**EXTRACT PROVIDED**:
+===+

Homeland security director tours Nevada counterterrorism center

NEVADA TEST SITE, Nev. -- Homeland Security Director Tom Ridge said a Wednesday tour of the Nevada Test Site was impressive, but he stopped short of a commitment to make it the nation's counterterrorism training center.

"Just as this site has helped this country to prepare a conventional war ... now it can help us combat this 21st century war," Ridge said. "I don't believe that we should be satisfied today with the level of training to deal with these unconventional terrorist attacks."

Ridge was accompanied on the tour of the 1,350-square-mile Nevada Test Site by federal and state officials, including Gov. Kenny Guinn and Sen. Harry Reid.

Reid, the Senate's No. 2 Democrat, has been leading the effort to persuade the director to make the site a national center to train police, firefighters and public health workers to respond to terrorism.

"I think the senator has a pretty good idea here to expand its capacity to help national security," Ridge said after an aerial tour and several demonstrations of the types of training that might take place at the vast federal compound where nearly 1,000 nuclear weapons tests were conducted from 1951 until such tests were banned in 1992.

Ridge, who was impressed with the vastness of the Nevada site, said it would be considered along with other training facilities as his office develops a national strategy for security issues.

The new position of Homeland Security director, however, doesn't have any budgetary authority, and Reid has estimated it will take at least $60 million to fund the project.

"I wanted him (Ridge) to see this," Reid said. "It's a cinch that his having been here will make it a priority."

Accompanying Ridge were National Nuclear Security Administrator John Gordon and Federal Emergency Management Agency Director Joe Allbaugh, who said it was premature to say where the Nevada Test Site fits in the nation's national security plan.

"It's too early to tell, but it looks good on paper," he said at McCarran International Airport before boarding a flight to the test site about 65 miles northwest of Las Vegas.

Meanwhile, Defense Secretary Donald Rumsfeld visited troops at Nellis Air Force Base near Las Vegas and attended a live-fire training exercise for Air Force fighter pilots.

+===+

**STORED DATA**:
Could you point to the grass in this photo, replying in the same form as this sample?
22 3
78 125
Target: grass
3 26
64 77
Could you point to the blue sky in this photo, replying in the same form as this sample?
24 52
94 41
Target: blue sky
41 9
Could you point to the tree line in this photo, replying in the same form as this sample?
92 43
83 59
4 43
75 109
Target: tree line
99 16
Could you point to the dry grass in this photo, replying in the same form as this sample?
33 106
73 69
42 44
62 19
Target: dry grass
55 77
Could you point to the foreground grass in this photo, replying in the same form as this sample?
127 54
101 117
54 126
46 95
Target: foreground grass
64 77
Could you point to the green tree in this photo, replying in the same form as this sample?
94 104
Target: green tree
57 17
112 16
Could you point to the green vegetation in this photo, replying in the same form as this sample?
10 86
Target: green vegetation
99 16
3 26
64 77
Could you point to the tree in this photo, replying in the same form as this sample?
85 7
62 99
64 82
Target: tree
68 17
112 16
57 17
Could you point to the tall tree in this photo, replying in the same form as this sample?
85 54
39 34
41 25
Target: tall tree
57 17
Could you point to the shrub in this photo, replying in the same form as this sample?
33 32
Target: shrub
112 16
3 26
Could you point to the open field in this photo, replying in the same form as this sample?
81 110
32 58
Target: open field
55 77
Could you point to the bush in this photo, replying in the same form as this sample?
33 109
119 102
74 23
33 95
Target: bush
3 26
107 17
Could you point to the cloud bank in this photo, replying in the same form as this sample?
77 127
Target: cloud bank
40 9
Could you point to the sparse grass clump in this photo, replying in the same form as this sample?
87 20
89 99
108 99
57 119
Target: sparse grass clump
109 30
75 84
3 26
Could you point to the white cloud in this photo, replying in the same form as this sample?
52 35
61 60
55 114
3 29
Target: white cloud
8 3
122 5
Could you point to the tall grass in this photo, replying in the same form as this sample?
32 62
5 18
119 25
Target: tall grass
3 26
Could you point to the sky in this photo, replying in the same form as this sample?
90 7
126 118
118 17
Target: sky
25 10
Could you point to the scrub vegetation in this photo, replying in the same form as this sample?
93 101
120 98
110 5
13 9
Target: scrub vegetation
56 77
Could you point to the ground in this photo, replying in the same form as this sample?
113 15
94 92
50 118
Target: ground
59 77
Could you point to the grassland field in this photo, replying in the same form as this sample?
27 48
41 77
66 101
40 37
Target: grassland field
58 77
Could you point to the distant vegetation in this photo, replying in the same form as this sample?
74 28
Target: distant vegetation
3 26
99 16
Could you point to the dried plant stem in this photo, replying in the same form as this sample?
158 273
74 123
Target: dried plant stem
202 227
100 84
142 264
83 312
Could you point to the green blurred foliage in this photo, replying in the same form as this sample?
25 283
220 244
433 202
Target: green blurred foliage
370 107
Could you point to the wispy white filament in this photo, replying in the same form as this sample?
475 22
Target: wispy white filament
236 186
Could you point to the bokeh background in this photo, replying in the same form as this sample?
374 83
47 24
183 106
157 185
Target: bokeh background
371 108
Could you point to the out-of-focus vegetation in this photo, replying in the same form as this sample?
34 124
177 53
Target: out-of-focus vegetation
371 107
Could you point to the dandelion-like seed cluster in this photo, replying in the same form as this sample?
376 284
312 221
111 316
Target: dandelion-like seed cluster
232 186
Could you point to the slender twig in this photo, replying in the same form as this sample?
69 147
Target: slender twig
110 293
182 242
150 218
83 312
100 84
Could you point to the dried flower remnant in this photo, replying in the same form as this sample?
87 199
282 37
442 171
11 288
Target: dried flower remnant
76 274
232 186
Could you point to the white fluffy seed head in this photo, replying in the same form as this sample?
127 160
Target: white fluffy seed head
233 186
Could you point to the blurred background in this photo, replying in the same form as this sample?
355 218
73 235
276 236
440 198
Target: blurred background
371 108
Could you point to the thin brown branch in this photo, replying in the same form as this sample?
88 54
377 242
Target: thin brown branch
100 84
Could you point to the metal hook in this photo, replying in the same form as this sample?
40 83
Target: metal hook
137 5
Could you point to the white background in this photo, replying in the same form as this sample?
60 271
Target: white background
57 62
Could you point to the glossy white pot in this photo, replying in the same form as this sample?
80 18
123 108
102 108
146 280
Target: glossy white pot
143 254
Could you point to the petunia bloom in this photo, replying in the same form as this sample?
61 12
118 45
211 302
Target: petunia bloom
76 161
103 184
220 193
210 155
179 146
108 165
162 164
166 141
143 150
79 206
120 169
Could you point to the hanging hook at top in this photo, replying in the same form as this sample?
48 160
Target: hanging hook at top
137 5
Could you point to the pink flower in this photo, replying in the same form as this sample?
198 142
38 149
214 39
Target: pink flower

+===+

**QUESTIONS TO ANSWER**:
A) According to the article on Tom Ridge's Nevada Test Site tour, how many nuclear weapons tests were conducted at the site?
B) Copy the passage of the article on Ridge's Nevada Test Site tour from "Reid, the Senate's" to "respond to terrorism.".

**OUTPUTS BY TASK**:
A) Nearly 1,000

B)
Reid, the Senate's No. 2 Democrat, has been leading the effort to persuade the director to make the site a national center to train police, firefighters and public health workers to respond to terrorism.